TASK DIRECTIONS -
Once you reach the line containing "negative clicks: (412, 227)", reproduce it and every later line exactly, through the end of the data.

SUPPLIED RECORDS -
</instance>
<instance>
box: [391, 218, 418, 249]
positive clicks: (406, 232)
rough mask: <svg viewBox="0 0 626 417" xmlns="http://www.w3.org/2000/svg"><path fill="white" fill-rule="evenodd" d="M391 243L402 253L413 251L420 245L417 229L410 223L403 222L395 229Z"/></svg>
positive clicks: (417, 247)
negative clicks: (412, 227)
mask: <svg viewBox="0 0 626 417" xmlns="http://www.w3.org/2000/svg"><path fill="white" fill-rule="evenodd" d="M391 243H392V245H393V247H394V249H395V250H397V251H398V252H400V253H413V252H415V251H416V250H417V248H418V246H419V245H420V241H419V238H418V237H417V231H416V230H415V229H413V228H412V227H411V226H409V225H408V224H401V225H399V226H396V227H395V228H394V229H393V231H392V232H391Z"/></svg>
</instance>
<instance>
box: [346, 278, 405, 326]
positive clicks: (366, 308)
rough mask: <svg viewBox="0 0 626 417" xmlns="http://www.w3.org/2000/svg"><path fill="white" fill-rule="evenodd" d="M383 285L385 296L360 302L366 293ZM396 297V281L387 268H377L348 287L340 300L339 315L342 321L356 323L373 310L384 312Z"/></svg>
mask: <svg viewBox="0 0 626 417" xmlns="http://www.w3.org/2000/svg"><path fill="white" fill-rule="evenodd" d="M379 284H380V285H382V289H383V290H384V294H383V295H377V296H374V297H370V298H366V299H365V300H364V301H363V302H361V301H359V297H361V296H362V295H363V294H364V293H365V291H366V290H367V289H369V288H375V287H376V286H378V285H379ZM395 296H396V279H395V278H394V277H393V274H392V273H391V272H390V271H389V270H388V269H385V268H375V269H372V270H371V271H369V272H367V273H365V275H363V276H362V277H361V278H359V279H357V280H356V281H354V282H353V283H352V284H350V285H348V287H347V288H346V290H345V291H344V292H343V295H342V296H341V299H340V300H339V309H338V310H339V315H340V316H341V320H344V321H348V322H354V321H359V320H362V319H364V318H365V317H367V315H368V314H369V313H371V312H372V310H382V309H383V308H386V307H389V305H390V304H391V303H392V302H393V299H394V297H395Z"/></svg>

SOLUTION TO THIS PROBLEM -
negative clicks: (412, 227)
mask: <svg viewBox="0 0 626 417" xmlns="http://www.w3.org/2000/svg"><path fill="white" fill-rule="evenodd" d="M391 243H392V245H393V247H394V249H395V250H397V251H398V252H400V253H413V252H415V251H416V250H417V248H418V246H419V245H420V241H419V238H418V237H417V231H416V230H415V229H413V228H412V227H411V226H409V225H408V224H401V225H399V226H396V227H395V228H394V229H393V231H392V232H391Z"/></svg>
</instance>
<instance>
box: [346, 278, 405, 326]
positive clicks: (366, 308)
rough mask: <svg viewBox="0 0 626 417" xmlns="http://www.w3.org/2000/svg"><path fill="white" fill-rule="evenodd" d="M383 285L385 296L360 302L366 293ZM396 297V281L387 268H377L348 287L340 300L339 315L342 321L356 323L373 310L384 312Z"/></svg>
mask: <svg viewBox="0 0 626 417" xmlns="http://www.w3.org/2000/svg"><path fill="white" fill-rule="evenodd" d="M379 284H380V285H382V289H383V290H384V294H383V295H377V296H374V297H370V298H366V299H365V300H364V301H363V302H361V301H359V297H361V296H362V295H363V294H364V293H365V291H366V290H367V289H369V288H375V287H376V286H378V285H379ZM395 296H396V279H395V278H394V277H393V274H392V273H391V272H390V271H389V270H388V269H385V268H375V269H372V270H371V271H369V272H367V273H365V275H363V276H362V277H361V278H359V279H357V280H356V281H354V282H353V283H352V284H350V285H348V287H347V288H346V290H345V291H344V292H343V295H342V296H341V299H340V300H339V309H338V310H339V315H340V316H341V320H344V321H348V322H354V321H359V320H362V319H364V318H365V317H367V315H368V314H369V313H371V312H372V310H382V309H383V308H386V307H389V305H390V304H391V303H392V302H393V299H394V297H395Z"/></svg>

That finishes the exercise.